- [Instructions for the task]: Copy every line of the listing below word for word, keeping each character and point value unchanged.
─── Material for the task ───
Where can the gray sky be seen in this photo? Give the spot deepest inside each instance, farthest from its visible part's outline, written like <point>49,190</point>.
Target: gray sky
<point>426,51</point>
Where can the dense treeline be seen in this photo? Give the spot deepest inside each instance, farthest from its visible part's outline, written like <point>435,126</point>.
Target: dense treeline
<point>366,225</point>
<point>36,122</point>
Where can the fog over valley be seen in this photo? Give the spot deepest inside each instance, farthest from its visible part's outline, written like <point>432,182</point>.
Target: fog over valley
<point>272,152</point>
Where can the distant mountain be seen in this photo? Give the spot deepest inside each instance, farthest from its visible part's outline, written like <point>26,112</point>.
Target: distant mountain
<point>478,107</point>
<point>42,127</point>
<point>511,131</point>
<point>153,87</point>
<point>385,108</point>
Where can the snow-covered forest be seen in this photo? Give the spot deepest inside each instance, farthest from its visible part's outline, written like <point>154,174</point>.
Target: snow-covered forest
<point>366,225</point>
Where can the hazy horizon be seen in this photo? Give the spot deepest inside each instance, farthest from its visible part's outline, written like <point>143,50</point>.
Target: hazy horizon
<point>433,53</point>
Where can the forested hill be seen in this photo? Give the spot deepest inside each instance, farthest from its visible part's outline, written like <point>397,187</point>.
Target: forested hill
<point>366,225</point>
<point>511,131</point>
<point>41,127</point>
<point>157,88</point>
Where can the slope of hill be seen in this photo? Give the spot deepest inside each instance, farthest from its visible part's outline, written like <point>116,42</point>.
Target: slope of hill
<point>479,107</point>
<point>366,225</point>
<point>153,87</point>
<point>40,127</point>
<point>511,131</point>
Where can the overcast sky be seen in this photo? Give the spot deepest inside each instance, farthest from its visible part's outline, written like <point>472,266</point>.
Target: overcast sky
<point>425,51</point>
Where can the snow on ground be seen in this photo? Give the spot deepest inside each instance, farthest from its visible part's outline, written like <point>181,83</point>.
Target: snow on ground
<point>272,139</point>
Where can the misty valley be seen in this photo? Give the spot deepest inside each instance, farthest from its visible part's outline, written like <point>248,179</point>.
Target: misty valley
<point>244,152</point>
───
- [Written solution]:
Where can the gray sky be seen in this photo? Give the spot deepest inside each instance, farthest from its visible part's outline, written like <point>49,190</point>.
Target: gray sky
<point>426,51</point>
Where can the dense treeline be seen in this photo? Give the spot deepest inside each instance, farthest from its visible part's outline, written like <point>435,126</point>.
Target: dense treeline
<point>366,225</point>
<point>36,122</point>
Where can the fog over valley be seen in this photo? Give the spot deepest inside each instance, farthest from its visible part's outline, written like <point>432,182</point>.
Target: fog over valley
<point>272,152</point>
Where can the distant mountain be seen in this photo? Give the spot deepest inside each instance, farthest from its visible part's outline, written like <point>26,112</point>.
Target: distant mountain
<point>478,107</point>
<point>42,127</point>
<point>511,131</point>
<point>153,87</point>
<point>385,108</point>
Where can the snow-covered forest be seen in this photo? Give the spot deepest inside each instance, farthest from its visible part's outline, written like <point>154,174</point>.
Target: snow-covered forest
<point>366,225</point>
Where can the hazy horizon be seen in this photo? Give the spot deepest inside each instance, farthest from its visible part's outline, written like <point>143,50</point>.
Target: hazy horizon
<point>433,53</point>
Where can the forested hill be seen in this photo? Give the spot deepest inside each instance, farthest from its visible part's outline, written like <point>397,187</point>.
Target: forested hill
<point>366,225</point>
<point>511,131</point>
<point>41,127</point>
<point>157,88</point>
Where can the slope of hill be seen in this photo? Give the spot deepest inside each instance, farthest from its visible part's outline, written like <point>116,42</point>.
Target: slope of hill
<point>479,107</point>
<point>366,225</point>
<point>153,87</point>
<point>40,127</point>
<point>511,131</point>
Where can the overcast sky be seen in this photo? Give the spot deepest inside each instance, farthest from its visible part's outline, written like <point>472,266</point>.
Target: overcast sky
<point>425,51</point>
Where can the snow on ground be seen in this photo? Give the spot deepest inside each instance, farthest from its visible part's outline, written like <point>181,83</point>.
Target: snow on ground
<point>272,139</point>
Where can the misty valley be seen in this photo? Give the spot deepest inside each instance, farthest from its visible part's outline, written like <point>248,179</point>.
Target: misty valley
<point>244,152</point>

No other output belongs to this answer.